● **REQUIRED TASK**
Render the lines below as a JSON list of strings, one string per line, skipping any blank lines and leaving the pictures out.

[Excerpts from segmentation records]
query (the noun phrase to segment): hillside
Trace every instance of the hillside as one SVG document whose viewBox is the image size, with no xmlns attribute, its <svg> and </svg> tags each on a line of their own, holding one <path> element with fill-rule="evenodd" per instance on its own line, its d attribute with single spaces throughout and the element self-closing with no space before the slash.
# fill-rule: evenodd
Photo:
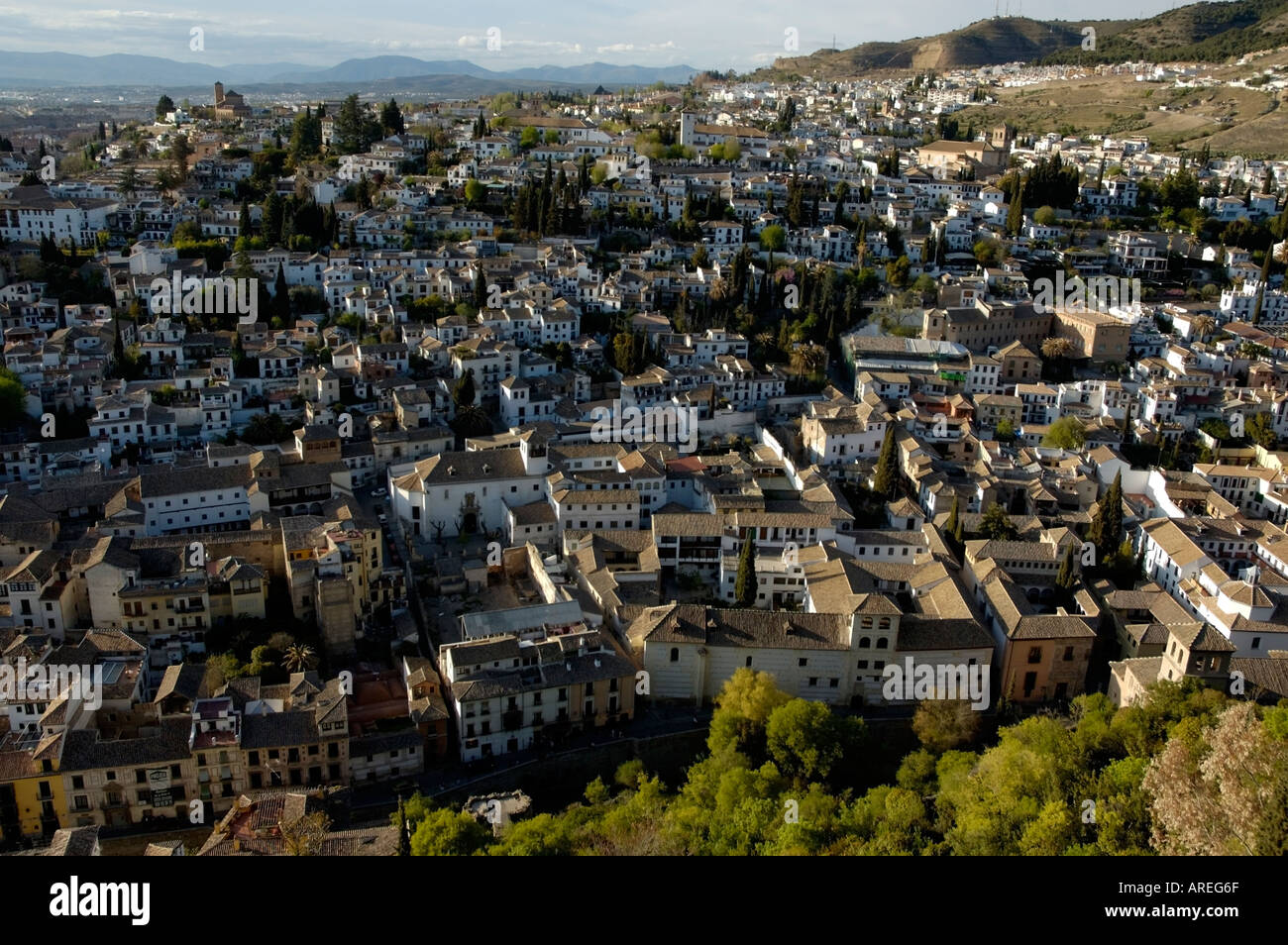
<svg viewBox="0 0 1288 945">
<path fill-rule="evenodd" d="M 1087 26 L 1096 31 L 1094 50 L 1082 48 Z M 844 79 L 881 70 L 943 72 L 1007 62 L 1221 62 L 1283 45 L 1288 45 L 1288 0 L 1233 0 L 1189 4 L 1149 19 L 996 17 L 936 36 L 784 57 L 770 72 Z"/>
<path fill-rule="evenodd" d="M 1288 0 L 1285 0 L 1288 1 Z M 1082 28 L 1092 26 L 1097 37 L 1130 28 L 1137 21 L 1052 21 L 1027 17 L 980 19 L 961 30 L 918 36 L 902 42 L 864 42 L 853 49 L 819 50 L 813 55 L 779 58 L 773 71 L 822 79 L 842 79 L 878 70 L 934 70 L 1033 62 L 1061 49 L 1079 48 Z"/>
<path fill-rule="evenodd" d="M 1213 67 L 1220 82 L 1264 68 L 1288 66 L 1288 50 L 1256 57 L 1248 66 Z M 1288 148 L 1288 109 L 1258 89 L 1229 85 L 1184 89 L 1137 82 L 1135 76 L 1095 76 L 1018 89 L 994 89 L 997 104 L 970 106 L 953 117 L 962 126 L 1005 121 L 1024 134 L 1142 134 L 1155 147 L 1213 154 L 1283 157 Z"/>
</svg>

● **THE REPLY**
[
  "query (the noun phrase to segment): hillside",
  "Trace every instance of the hillside as one SVG document whose viewBox is the image size, with no xmlns attribute, its <svg> and </svg> tags each on a line of their own, holding one <path> element with fill-rule=\"evenodd\" per instance on its own line, its d attribute with single spaces throughout and the element self-closing with no space before the slash.",
  "# fill-rule: evenodd",
  "Photo:",
  "<svg viewBox=\"0 0 1288 945\">",
  "<path fill-rule=\"evenodd\" d=\"M 1087 26 L 1096 31 L 1094 50 L 1082 48 Z M 844 79 L 881 70 L 943 72 L 1007 62 L 1221 62 L 1283 45 L 1288 45 L 1288 0 L 1233 0 L 1189 4 L 1149 19 L 996 17 L 936 36 L 784 57 L 770 72 Z\"/>",
  "<path fill-rule=\"evenodd\" d=\"M 1288 0 L 1285 0 L 1288 1 Z M 1082 28 L 1092 26 L 1097 37 L 1130 28 L 1137 21 L 1052 21 L 1027 17 L 980 19 L 961 30 L 918 36 L 902 42 L 864 42 L 853 49 L 819 50 L 813 55 L 779 58 L 773 71 L 822 79 L 842 79 L 878 70 L 934 70 L 1033 62 L 1061 49 L 1079 48 Z\"/>",
  "<path fill-rule=\"evenodd\" d=\"M 1213 67 L 1220 82 L 1264 68 L 1288 66 L 1288 50 L 1256 57 L 1248 66 Z M 1288 148 L 1288 109 L 1258 89 L 1229 85 L 1184 89 L 1137 82 L 1135 76 L 1095 76 L 1018 89 L 994 89 L 997 104 L 970 106 L 953 117 L 962 126 L 1005 121 L 1024 134 L 1142 134 L 1155 147 L 1213 154 L 1283 157 Z\"/>",
  "</svg>"
]